Read the listing and extract each line that includes the word "fallen".

BEGIN RECORDS FOR THE TASK

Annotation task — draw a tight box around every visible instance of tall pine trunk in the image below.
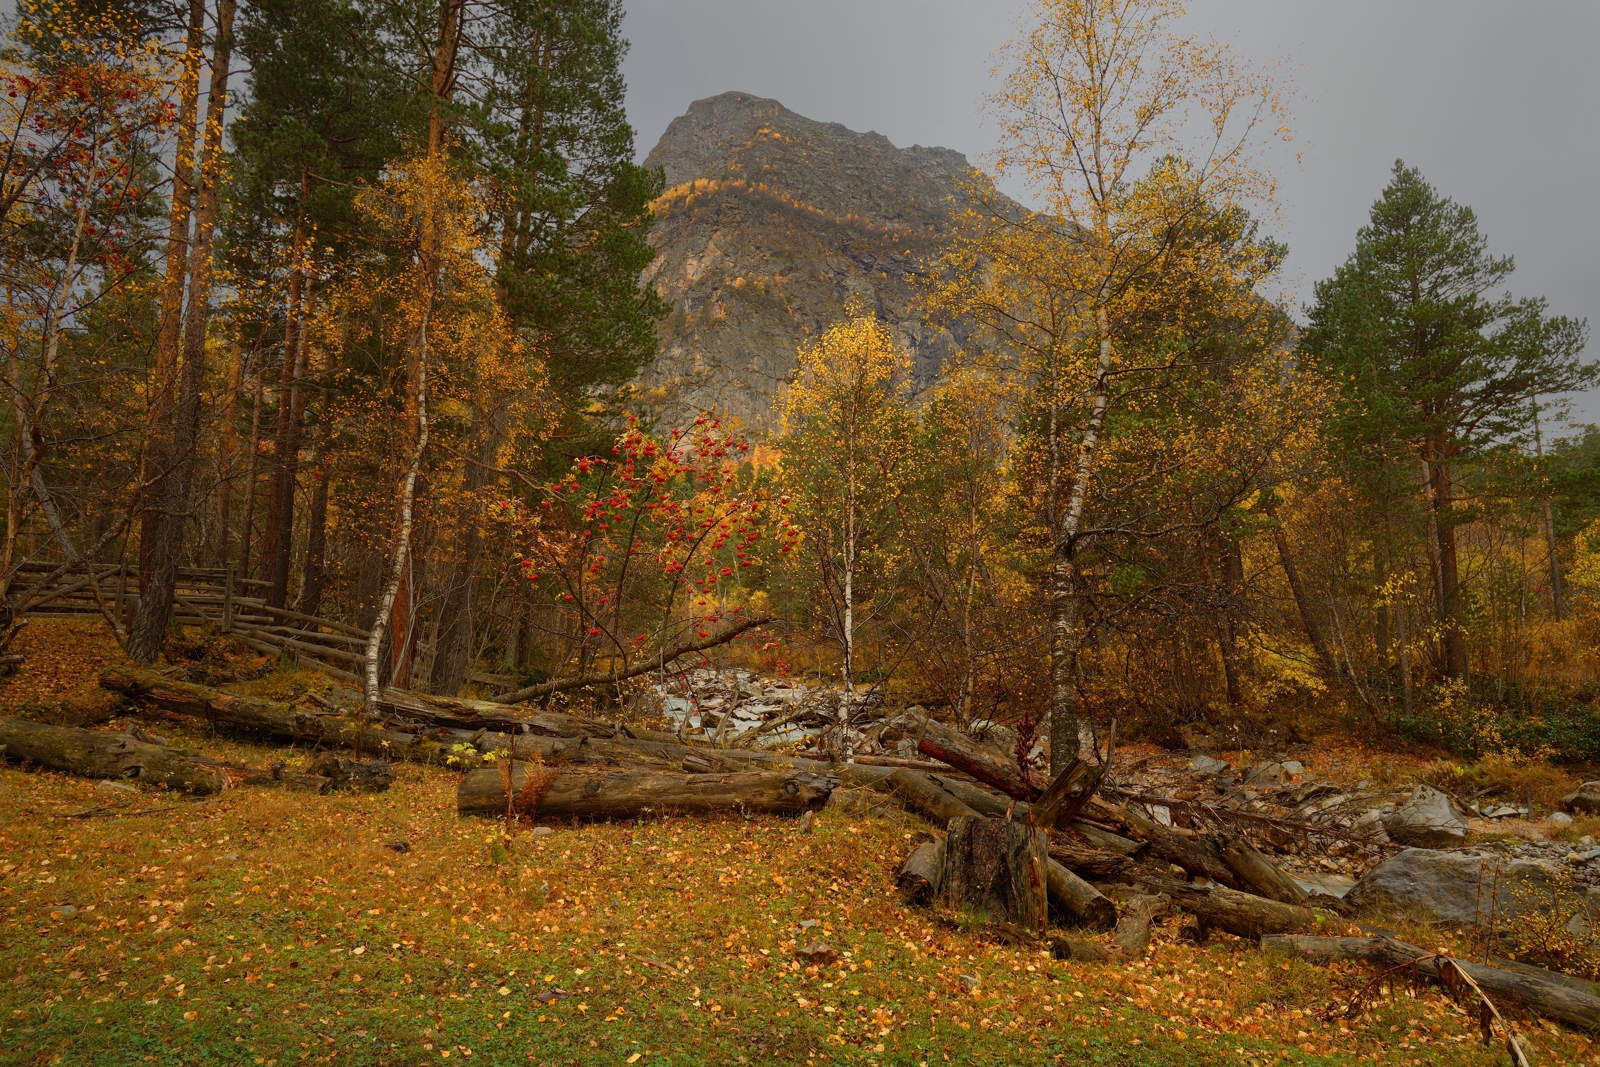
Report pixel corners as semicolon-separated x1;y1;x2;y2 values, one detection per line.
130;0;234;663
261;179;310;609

END RECORDS FOR THE TASK
BEGIN RECORDS FOR THE TASK

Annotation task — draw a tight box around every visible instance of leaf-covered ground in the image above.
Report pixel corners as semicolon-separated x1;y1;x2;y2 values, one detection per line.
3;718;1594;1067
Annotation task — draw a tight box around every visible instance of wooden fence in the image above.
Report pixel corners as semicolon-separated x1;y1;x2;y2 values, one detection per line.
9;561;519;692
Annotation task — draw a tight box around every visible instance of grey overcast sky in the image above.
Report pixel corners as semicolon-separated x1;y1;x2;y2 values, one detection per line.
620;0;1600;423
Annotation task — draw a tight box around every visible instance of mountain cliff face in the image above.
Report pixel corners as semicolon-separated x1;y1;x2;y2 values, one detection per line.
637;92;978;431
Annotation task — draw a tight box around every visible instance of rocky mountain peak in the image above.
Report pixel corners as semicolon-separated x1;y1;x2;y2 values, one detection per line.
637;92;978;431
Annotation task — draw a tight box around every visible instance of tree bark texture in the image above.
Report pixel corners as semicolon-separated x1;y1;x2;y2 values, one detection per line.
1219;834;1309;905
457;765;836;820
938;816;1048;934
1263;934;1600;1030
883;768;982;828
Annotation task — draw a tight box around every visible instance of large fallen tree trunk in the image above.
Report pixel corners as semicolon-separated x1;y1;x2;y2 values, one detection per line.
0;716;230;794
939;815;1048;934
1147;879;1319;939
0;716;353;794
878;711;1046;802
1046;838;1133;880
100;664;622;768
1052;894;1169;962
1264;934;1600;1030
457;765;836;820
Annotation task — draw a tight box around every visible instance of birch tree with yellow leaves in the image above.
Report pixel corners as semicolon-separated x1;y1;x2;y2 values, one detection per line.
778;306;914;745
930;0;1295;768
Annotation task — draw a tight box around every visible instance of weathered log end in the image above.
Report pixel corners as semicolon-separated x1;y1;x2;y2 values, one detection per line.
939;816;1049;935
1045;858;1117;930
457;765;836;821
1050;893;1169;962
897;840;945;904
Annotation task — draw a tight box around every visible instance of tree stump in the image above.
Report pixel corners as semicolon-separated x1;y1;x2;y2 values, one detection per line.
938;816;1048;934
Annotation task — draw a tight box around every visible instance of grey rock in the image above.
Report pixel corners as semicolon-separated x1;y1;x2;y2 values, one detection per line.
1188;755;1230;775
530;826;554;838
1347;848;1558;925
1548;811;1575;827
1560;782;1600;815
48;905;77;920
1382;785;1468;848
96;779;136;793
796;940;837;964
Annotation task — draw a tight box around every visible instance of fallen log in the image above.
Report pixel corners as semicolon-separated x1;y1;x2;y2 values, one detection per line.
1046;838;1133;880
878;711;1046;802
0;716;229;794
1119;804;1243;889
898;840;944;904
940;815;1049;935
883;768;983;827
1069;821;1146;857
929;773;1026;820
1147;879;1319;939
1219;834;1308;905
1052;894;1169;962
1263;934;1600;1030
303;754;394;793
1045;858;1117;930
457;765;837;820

END RECORDS FOR THE TASK

EXERCISE SOLUTION
Annotation task — draw a tight box around every visible instance of large fallen tree trunk in the image above.
Annotation task — draw a tight box around every visible instance of fallen log in the image above.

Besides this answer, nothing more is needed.